● PROVIDED ENTRIES:
....
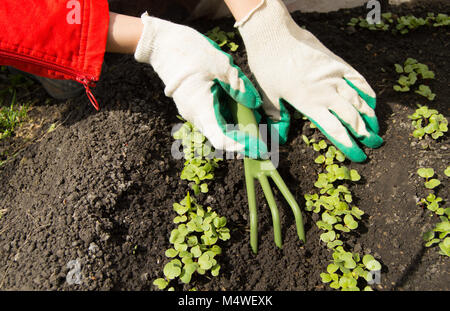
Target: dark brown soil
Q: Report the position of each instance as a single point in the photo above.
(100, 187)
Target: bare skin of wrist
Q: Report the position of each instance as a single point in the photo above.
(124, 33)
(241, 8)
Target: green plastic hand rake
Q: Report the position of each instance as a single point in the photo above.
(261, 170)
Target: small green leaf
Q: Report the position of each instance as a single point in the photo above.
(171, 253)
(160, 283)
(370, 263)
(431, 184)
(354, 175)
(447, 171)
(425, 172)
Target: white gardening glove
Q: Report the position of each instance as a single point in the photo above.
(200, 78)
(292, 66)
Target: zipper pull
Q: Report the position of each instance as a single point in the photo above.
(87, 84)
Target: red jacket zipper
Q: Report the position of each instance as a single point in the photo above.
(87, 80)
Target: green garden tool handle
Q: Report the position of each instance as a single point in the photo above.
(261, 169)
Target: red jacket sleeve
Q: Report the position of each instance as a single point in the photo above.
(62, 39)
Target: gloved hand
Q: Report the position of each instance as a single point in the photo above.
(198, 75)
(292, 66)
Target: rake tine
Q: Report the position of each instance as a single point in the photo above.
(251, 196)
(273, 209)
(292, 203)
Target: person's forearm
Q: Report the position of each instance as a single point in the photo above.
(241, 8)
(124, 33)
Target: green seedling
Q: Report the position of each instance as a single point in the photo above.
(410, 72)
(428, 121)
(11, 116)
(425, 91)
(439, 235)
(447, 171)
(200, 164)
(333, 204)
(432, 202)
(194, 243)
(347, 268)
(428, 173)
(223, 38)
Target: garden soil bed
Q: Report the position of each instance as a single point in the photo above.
....
● WRITTEN EXERCISE: Could you rewrite all of the records above, substituting "image above" for "photo above" wherever it occurs and keeping everything else the same? Leave out the pictures.

● SOLUTION FOR THIS TASK:
Target: dark brown soil
Q: Report the position of each instance as a single point in the image above.
(100, 187)
Target: bare skin of wrist
Q: Report the position of each instance as a single point in the image above.
(124, 33)
(241, 8)
Target: green plastic hand rake
Q: Report the position of each instance as a single point in the image above.
(261, 170)
Target: small green leaf
Q: Report the position of each instance as a single point in the image above.
(171, 253)
(160, 283)
(370, 263)
(431, 184)
(354, 175)
(447, 171)
(425, 172)
Target: white gardening glove
Q: Report the position of each instance as a single point in the image above.
(200, 78)
(292, 66)
Target: zipper pull
Q: Report the position of each instance as a single point in the image above.
(87, 84)
Target: red jacket zipper
Q: Report the position of each instance as a single point in the image above.
(87, 80)
Target: green garden tool handle
Q: Report the position of each instance as a single point in the image above.
(261, 169)
Target: red jacket sleeve
Q: Report the position of each instance as a single point in the image above.
(62, 39)
Target: gloved hand
Q: Report the position of each instance as a single point in the image above.
(198, 75)
(292, 66)
Target: rake tine
Q: Report the position of each instance as a single point in the image above.
(251, 196)
(273, 209)
(292, 203)
Target: person's forearm
Q: Report the position of each instance as a single point in the image above.
(241, 8)
(124, 33)
Target: green seedling
Q: Report the position of each instance as a single point in the image above.
(410, 72)
(428, 121)
(11, 116)
(425, 91)
(439, 235)
(447, 171)
(200, 164)
(333, 204)
(432, 202)
(194, 243)
(347, 268)
(428, 173)
(223, 38)
Target: garden soil bed
Q: Report the position of each instance as a single point in the image above.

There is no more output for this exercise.